Data listing:
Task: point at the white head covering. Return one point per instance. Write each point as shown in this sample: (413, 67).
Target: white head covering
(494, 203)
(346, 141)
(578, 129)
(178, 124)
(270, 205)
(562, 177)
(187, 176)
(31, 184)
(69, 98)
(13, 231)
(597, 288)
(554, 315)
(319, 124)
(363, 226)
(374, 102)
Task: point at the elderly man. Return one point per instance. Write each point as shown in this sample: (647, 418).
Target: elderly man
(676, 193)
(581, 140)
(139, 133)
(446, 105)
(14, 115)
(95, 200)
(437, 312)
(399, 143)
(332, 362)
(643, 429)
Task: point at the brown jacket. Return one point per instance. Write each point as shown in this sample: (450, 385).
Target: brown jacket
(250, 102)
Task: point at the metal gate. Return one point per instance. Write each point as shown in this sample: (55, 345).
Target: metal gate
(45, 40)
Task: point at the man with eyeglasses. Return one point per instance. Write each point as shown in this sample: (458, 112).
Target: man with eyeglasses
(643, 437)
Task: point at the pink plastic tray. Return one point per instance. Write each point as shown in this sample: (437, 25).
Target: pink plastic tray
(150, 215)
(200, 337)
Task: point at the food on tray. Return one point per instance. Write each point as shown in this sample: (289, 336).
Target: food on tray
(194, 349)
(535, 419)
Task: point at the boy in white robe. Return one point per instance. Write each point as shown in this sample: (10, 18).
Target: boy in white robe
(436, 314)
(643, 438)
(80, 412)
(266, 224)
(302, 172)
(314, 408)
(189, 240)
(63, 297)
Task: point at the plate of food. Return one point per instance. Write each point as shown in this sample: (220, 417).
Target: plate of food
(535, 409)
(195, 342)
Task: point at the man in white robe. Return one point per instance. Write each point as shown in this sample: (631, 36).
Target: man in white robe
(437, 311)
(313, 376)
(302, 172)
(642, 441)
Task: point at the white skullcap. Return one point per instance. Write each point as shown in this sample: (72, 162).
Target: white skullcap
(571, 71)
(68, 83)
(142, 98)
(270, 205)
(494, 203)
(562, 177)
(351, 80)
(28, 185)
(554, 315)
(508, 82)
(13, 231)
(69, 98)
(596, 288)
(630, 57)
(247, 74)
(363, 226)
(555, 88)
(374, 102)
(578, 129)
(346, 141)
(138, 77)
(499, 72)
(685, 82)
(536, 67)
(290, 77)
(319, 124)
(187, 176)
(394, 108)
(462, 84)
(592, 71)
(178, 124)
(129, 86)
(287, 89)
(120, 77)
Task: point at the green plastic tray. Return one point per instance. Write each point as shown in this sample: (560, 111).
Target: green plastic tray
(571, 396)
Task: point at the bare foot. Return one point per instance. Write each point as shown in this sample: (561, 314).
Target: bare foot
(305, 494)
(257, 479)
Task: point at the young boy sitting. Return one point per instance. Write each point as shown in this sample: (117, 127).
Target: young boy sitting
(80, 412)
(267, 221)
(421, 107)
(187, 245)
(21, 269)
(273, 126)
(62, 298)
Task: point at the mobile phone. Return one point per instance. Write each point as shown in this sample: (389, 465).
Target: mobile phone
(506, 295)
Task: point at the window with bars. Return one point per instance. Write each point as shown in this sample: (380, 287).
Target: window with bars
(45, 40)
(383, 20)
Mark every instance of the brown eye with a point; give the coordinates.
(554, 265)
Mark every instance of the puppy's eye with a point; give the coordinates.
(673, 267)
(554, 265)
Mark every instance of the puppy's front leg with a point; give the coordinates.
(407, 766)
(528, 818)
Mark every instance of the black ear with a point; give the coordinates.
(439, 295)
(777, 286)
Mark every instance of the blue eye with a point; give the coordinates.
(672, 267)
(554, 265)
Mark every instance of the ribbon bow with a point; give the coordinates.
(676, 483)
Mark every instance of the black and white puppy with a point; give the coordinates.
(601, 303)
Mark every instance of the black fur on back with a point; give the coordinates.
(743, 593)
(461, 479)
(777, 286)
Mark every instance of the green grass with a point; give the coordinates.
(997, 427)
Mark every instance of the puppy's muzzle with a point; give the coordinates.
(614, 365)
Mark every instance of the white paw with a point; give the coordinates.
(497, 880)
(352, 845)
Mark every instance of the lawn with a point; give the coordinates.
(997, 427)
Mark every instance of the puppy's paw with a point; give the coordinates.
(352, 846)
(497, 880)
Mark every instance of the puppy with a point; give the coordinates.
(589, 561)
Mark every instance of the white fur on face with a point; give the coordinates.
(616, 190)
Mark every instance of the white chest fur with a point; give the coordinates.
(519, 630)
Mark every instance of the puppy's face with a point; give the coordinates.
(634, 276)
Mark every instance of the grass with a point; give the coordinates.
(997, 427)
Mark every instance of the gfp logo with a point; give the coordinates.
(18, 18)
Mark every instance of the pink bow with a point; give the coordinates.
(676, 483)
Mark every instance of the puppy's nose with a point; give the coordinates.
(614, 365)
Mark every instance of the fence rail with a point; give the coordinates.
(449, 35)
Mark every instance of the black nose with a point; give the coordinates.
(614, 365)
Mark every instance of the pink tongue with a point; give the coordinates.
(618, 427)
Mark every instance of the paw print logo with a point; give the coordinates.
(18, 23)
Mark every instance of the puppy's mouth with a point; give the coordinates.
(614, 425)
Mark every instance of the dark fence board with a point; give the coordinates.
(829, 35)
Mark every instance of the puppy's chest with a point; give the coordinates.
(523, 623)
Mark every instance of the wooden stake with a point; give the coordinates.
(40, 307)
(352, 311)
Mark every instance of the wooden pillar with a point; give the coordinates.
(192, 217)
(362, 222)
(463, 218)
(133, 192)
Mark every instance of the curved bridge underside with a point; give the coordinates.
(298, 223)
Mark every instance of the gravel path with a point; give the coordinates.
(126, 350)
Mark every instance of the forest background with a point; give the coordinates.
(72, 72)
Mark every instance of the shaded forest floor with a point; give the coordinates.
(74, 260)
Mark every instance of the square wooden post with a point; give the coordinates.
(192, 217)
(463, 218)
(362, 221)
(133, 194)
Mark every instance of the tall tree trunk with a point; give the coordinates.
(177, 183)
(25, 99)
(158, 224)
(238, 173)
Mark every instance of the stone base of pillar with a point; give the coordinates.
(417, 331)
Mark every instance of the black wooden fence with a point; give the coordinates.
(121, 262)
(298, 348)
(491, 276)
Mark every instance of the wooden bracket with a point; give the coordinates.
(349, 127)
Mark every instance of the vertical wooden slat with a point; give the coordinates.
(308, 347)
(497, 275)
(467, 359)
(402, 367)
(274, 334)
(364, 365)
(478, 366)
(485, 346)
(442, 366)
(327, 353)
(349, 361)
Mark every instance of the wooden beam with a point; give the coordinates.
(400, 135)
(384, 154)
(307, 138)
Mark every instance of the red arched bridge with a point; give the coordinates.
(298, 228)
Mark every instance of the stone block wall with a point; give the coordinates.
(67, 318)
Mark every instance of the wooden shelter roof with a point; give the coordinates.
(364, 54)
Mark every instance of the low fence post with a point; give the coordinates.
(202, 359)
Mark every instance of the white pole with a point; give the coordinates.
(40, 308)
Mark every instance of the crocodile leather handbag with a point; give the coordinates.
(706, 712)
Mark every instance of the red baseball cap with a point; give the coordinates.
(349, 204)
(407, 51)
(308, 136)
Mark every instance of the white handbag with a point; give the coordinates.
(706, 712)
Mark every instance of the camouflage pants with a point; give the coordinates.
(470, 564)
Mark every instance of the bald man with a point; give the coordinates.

Task directions: Go through the entries and repeat each one exactly.

Complete answer:
Task: point at the white head covering. Return one point per instance. Write each point as shown in this sample: (413, 67).
Target: white head covering
(494, 203)
(346, 141)
(578, 129)
(178, 124)
(270, 205)
(562, 177)
(187, 176)
(31, 184)
(69, 98)
(13, 231)
(597, 288)
(554, 315)
(319, 124)
(363, 226)
(374, 102)
Task: point at the elderly man. Return one point per instance. Write each point as shown in this sample: (647, 418).
Target: elderly man
(676, 193)
(581, 140)
(139, 133)
(446, 105)
(14, 115)
(95, 200)
(437, 312)
(399, 143)
(332, 362)
(643, 429)
Task: point at the brown jacket. Return one point per instance. Write each point as shown in this sample: (450, 385).
Target: brown jacket
(250, 102)
Task: point at the metal gate. Return one point per instance. Write each point as shown in this sample: (55, 345).
Target: metal gate
(45, 40)
Task: point at the man with eyeglasses. Return one point per instance. Write each point as shown in this sample: (458, 112).
Target: man with eyeglasses
(643, 437)
Task: point at the pink plastic tray. Return one point per instance. Write each point as shown in this sample: (437, 25).
Target: pink plastic tray
(150, 215)
(200, 337)
Task: point at the food on tray. Return one point per instance. Write each point as shown in this sample: (289, 336).
Target: food on tray
(194, 349)
(535, 419)
Task: point at the boy in white robe. Return one point per instance. Write each point as shown in this sample: (10, 18).
Target: boy in white robe
(436, 314)
(643, 438)
(80, 412)
(266, 224)
(302, 172)
(314, 408)
(189, 240)
(63, 297)
Task: point at the plate of food. Return one point per instance. Write each point as shown in this sample: (220, 417).
Target: plate of food
(535, 409)
(195, 342)
Task: point at the man in white robe. Return one point per instance. Write each point as shown in this sample: (631, 36).
Target: man in white robe
(437, 311)
(313, 376)
(302, 172)
(642, 441)
Task: point at the white skullcap. Return one point per instance. Write each point as shown in this sample: (72, 162).
Target: white skullcap
(571, 71)
(68, 83)
(142, 98)
(270, 205)
(494, 203)
(562, 177)
(351, 80)
(28, 185)
(554, 315)
(508, 82)
(13, 231)
(69, 98)
(596, 288)
(630, 57)
(247, 74)
(363, 226)
(555, 88)
(374, 102)
(578, 129)
(346, 141)
(138, 77)
(499, 72)
(685, 82)
(536, 67)
(290, 77)
(319, 124)
(187, 176)
(394, 108)
(462, 84)
(592, 71)
(178, 124)
(129, 86)
(287, 89)
(120, 77)
Task: point at the green plastic tray. Return one point per instance. Write each point as shown in this sample: (560, 111).
Target: green plastic tray
(571, 396)
Task: point at the bare foot. Return one point per instance. Write each point as shown in this sample: (561, 314).
Target: bare foot
(305, 494)
(257, 479)
Task: point at the young boy sitting. Return one point per instance. Write each point as shown in this sample: (117, 127).
Target: young boy sitting
(80, 412)
(267, 221)
(421, 107)
(187, 245)
(21, 269)
(273, 126)
(62, 298)
Task: point at the mobile phone. Return one point per instance. Write each point as shown in this sample: (389, 465).
Target: mobile phone
(506, 295)
Task: point at the window with bars. Return one point per instance. Write each point as shown in this sample: (380, 287).
Target: window with bars
(45, 40)
(383, 20)
Mark every instance of the brown eye with a point; give the coordinates.
(554, 265)
Mark every instance of the puppy's eye with a point; give the coordinates.
(673, 267)
(554, 265)
Mark every instance of the puppy's front leg with a point; give the coordinates.
(407, 766)
(528, 818)
Mark every instance of the black ear with a point; give the coordinates.
(439, 295)
(777, 286)
Mark every instance of the blue eye with a point; give the coordinates.
(672, 267)
(554, 265)
Mark every instance of the ribbon bow with a point; give the coordinates.
(676, 483)
Mark every instance of the black and white puppy with a point; give the coordinates.
(601, 303)
Mark every instance of the black fur on back with a point; give the coordinates.
(743, 593)
(461, 479)
(777, 286)
Mark every instance of the green grass with a point; give the coordinates.
(997, 427)
Mark every instance of the puppy's muzzle with a point; give the coordinates.
(614, 365)
Mark every instance of the white paw with a point; give the coordinates.
(497, 880)
(352, 845)
Mark every instance of the lawn with a point; give the coordinates.
(997, 427)
Mark every instance of the puppy's paw with a point; give the coordinates.
(352, 846)
(497, 880)
Mark every instance of the puppy with a point; give the coordinates.
(589, 561)
Mark every instance of the white fur on face with a point; give the coordinates.
(616, 190)
Mark every instance of the white chest fur with a point; give the coordinates.
(519, 630)
Mark every instance of the puppy's face with a point; give the coordinates.
(634, 276)
Mark every instance of the grass with a point; give the coordinates.
(997, 427)
Mark every instance of the gfp logo with a point; give the coordinates.
(18, 18)
Mark every instance of the pink bow with a point; give the coordinates.
(676, 483)
Mark every instance of the puppy's nose with a point; give the coordinates.
(614, 365)
Mark every instance of the fence rail with a point; give the coordinates.
(449, 35)
Mark every instance of the black nose with a point; give the coordinates.
(614, 365)
Mark every instance of the pink tongue with a point; give the coordinates.
(618, 427)
Mark every instance of the paw print logo with a point; give the coordinates.
(18, 23)
Mark every instance of the puppy's mouth with a point; give the coordinates.
(614, 425)
Mark every instance of the dark fence board with a point; give the coordinates.
(829, 35)
Mark every instance of the puppy's chest with a point; give the coordinates.
(523, 623)
Mark every instance of the wooden stake with a point; give the coordinates.
(40, 307)
(352, 311)
Mark every instance of the wooden pillar with a point; give the coordinates.
(192, 217)
(362, 222)
(463, 218)
(133, 192)
Mark every instance of the curved bridge underside with a point; give the coordinates.
(298, 223)
Mark every instance of the gravel path with a point; give the coordinates.
(126, 350)
Mark every instance of the forest background with a point; give the coordinates.
(72, 72)
Mark every instance of the shaded forest floor with a point; give the coordinates.
(74, 260)
Mark every instance of the square wooden post with a point; give the coordinates.
(192, 217)
(463, 218)
(362, 221)
(133, 194)
Mark every instance of the tall tree trunk with a point; give the coordinates.
(177, 183)
(25, 99)
(158, 224)
(238, 173)
Mark every instance of the stone base of pillar with a point; give the coordinates.
(417, 331)
Mark every instance of the black wooden fence with a point; give the coordinates.
(121, 262)
(298, 348)
(491, 276)
Mark every instance of the wooden bracket with a point; give the coordinates.
(349, 127)
Mark every instance of the vertical wooden slat with a point; give the coordinates.
(308, 347)
(497, 275)
(467, 359)
(402, 367)
(274, 334)
(364, 365)
(478, 366)
(485, 346)
(442, 366)
(327, 353)
(349, 361)
Mark every instance of the wooden beam with a point; give the coordinates.
(400, 135)
(384, 154)
(307, 138)
Mark every instance of the red arched bridge with a point; give the coordinates.
(298, 228)
Mark every instance of the stone block wall with a point; give the coordinates.
(67, 318)
Mark every instance of the wooden shelter roof with a point; give the coordinates.
(364, 54)
Mark every instance of the low fence post with a point; give the coordinates.
(202, 359)
Mark every instance of the white pole with a point; give the coordinates.
(40, 308)
Mark every instance of the crocodile leather handbag with a point; give the coordinates.
(706, 712)
Mark every instance of the red baseball cap with a point; give the coordinates.
(349, 204)
(407, 51)
(308, 136)
Mark every instance of the white handbag with a point; give the coordinates.
(706, 712)
Mark every instance of the camouflage pants with a point; give the coordinates.
(470, 564)
Mark every instance of the bald man with a point; give the coordinates.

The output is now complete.